▸ **Task requirements**
For each entry that follows, write out an identical copy.

[Data records]

# # # # #

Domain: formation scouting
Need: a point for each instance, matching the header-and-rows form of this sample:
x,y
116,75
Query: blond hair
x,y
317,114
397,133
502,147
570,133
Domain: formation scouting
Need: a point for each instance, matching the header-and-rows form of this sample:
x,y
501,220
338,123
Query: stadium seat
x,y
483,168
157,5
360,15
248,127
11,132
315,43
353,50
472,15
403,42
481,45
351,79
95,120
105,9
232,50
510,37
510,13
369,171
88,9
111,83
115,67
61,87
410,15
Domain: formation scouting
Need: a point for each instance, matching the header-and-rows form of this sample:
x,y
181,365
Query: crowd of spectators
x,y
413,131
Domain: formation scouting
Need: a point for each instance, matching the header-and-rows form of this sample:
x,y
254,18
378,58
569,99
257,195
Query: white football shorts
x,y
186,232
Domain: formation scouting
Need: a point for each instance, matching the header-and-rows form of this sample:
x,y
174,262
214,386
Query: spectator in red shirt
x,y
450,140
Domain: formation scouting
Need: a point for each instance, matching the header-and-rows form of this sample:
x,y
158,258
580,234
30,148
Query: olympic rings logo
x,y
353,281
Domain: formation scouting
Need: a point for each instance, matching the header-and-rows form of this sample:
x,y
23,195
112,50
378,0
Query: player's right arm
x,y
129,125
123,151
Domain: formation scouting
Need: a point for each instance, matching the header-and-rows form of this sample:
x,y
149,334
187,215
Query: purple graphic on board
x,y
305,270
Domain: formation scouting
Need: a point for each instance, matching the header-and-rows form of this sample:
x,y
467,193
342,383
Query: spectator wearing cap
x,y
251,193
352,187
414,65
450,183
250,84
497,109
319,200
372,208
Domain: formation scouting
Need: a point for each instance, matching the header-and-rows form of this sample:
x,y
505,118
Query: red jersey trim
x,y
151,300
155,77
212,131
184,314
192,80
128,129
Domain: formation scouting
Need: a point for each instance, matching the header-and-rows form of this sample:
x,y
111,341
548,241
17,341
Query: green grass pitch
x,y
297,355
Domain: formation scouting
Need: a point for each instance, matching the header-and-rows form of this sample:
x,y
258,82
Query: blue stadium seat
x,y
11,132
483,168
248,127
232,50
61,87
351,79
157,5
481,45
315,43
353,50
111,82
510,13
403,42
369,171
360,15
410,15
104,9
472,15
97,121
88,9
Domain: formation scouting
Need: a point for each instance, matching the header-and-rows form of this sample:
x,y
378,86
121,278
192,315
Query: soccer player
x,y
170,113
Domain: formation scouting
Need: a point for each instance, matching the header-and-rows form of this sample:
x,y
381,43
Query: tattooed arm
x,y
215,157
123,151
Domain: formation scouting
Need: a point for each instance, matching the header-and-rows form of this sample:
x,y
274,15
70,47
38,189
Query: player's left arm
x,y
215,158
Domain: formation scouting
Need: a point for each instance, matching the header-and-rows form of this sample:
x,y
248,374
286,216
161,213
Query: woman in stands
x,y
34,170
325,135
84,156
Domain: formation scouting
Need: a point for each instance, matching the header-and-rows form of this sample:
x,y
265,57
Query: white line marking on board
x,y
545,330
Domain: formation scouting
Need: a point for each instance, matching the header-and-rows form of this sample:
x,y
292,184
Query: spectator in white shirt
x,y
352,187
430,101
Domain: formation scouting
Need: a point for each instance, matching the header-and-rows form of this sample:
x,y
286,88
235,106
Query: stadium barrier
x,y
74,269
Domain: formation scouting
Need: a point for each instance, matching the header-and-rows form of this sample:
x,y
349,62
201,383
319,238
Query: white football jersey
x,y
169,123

# # # # #

▸ **Exercise response**
Domain: formation scouting
Need: a point for each instance, matching the header-and-rows form of this sample:
x,y
116,75
Query: blond hair
x,y
317,114
397,133
502,147
570,133
Domain: formation scouting
Need: a point for each instance, matching the header-and-rows form of this sample:
x,y
501,220
338,123
Query: stadium seat
x,y
483,168
157,5
360,15
248,127
11,132
315,43
353,50
472,15
403,42
481,45
351,79
95,120
105,9
232,50
510,37
510,13
369,171
88,9
111,83
115,67
61,87
410,15
Domain: formation scouting
Need: a point for each instance, matching the header-and-rows form of this sample:
x,y
181,365
Query: crowd of spectators
x,y
413,131
Domain: formation scouting
Need: a point for each instance, matching the header-and-rows form of this sample:
x,y
254,18
378,58
569,99
257,195
Query: white football shorts
x,y
186,232
Domain: formation scouting
Need: a point for each instance, matching the header-and-rows form of this sample:
x,y
174,262
214,386
Query: spectator in red shirt
x,y
450,140
Domain: formation scouting
Need: a point for each instance, matching the header-and-rows form of this sample:
x,y
158,258
580,234
30,148
Query: olympic rings logo
x,y
353,281
Domain: formation scouting
Need: a point for each instance, matching the header-and-rows form of this sample:
x,y
23,195
112,50
378,0
Query: player's right arm
x,y
129,125
123,151
Domain: formation scouting
Need: a point for each instance, matching the header-and-rows form of this sample:
x,y
149,334
187,215
Query: purple graphic on board
x,y
305,270
Domain: formation scouting
Need: a point for each instance, matching the header-and-rows form of this sample:
x,y
467,193
342,383
Query: spectator wearing cap
x,y
251,193
352,187
414,65
450,183
250,84
497,109
319,200
372,208
Domain: formation scouting
Need: a point for each instance, matching the header-and-rows form of this sample:
x,y
505,118
Query: red jersey trim
x,y
151,300
155,77
212,131
184,314
192,80
128,129
Domain: formation scouting
Need: a point for each instance, matching the header-and-rows form of this sample:
x,y
111,341
548,241
17,341
Query: green grass pitch
x,y
297,355
Domain: formation scouting
Need: a point for each instance, matching the header-and-rows form of this sample:
x,y
258,82
Query: blue stadium seat
x,y
11,132
483,168
248,127
232,50
61,87
351,79
157,5
481,45
315,43
353,50
111,82
510,13
403,42
369,171
360,15
410,15
104,9
472,15
97,121
88,9
Domain: formation scouting
Need: a point for each instance, matching the header-and-rows form of this sample:
x,y
378,86
121,278
192,315
Query: soccer player
x,y
170,113
Domain: formation scouting
Need: a point for each instance, matching the header-and-rows form of this sample:
x,y
381,43
Query: tattooed arm
x,y
215,157
123,151
Domain: formation scouting
Need: a point for each instance, matching the header-and-rows form of this sample:
x,y
274,15
70,47
38,189
Query: player's left arm
x,y
215,158
Domain: formation scouting
Need: a point for each instance, matching the header-and-rows form of this sample:
x,y
248,374
286,216
161,213
Query: woman in stands
x,y
34,170
325,135
84,156
Domain: formation scouting
Need: a point for each instance, matching the header-and-rows form of this sample:
x,y
265,57
Query: white line marking on board
x,y
545,330
Domain: formation scouting
Need: a point for each instance, matching the header-and-rows form of this sample:
x,y
292,184
Query: spectator in white shirt
x,y
352,187
430,101
Domain: formation scouting
Need: a point for each instance, matching the header-and-rows form of this sample:
x,y
286,88
235,106
Query: stadium barrier
x,y
74,269
Domain: formation scouting
Need: a point for each instance, matching the header-and-rows form of this sample:
x,y
349,62
201,383
319,238
Query: white football jersey
x,y
169,123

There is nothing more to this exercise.